Soyuz 7K-LOK
- Lunniy Orbitalny Korabl drawing
- Manufacturer: OKB-1
- Designer: Sergei Korolev
- Country of origin: Soviet Union
- Operator: Soviet space program
- Applications: Crewed cislunar flight and lunar orbit

Specifications
- Launch mass: 9,850 kilograms (21,720 lb)
- Crew capacity: 2
- Dimensions: 10.06 meters (33.0 ft) length 2.93 meters (9.6 ft) diameter
- Regime: Low Earth orbit Cislunar space Lunar orbit

Production
- Status: Canceled
- Built: 6
- Launched: 5
- Failed: 4
- Maiden launch: December 2, 1970
- Last launch: November 23, 1972

Related spacecraft
- Derived from: Soyuz 7K-OK
- Derivatives: Soyuz 7K-L1 lunar flyby Soyuz 7K-OKS space station shuttle
- Flown with: LK lander

= Soyuz 7K-LOK =

Concept for a lunar spacecraft derived from Soyuz

Apollo CSM and LOK drawn to scale

The Soyuz 7K-LOK, or simply LOK (Лунный Орбитальный Корабль meaning "Lunar Orbital Craft") was a Soviet crewed spacecraft designed to take humans from Earth to orbit the Moon, developed in parallel to the 7K-L1. The LOK would carry two cosmonauts, acting as a mother ship for the LK lander which would land one crew member to the surface. It was part of the N1-L3 programme which also included the LK lander and the N1 rocket.

GIVEN MATERIAL:

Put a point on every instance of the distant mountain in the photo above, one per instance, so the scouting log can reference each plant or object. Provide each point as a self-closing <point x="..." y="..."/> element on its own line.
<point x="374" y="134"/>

EXERCISES TO COMPLETE:
1. Who is listed as the designer of the spacecraft in the Soyuz 7K-LOK text?
2. According to the Soyuz 7K-LOK text, what were all the parts of the N1-L3 programme?
The data has nothing to do with the Soyuz 7K-LOK text.

CORRECT ANSWERS:
1. Sergei Korolev

2.
- The Soyuz 7K-LOK
- The LK lander
- The N1 rocket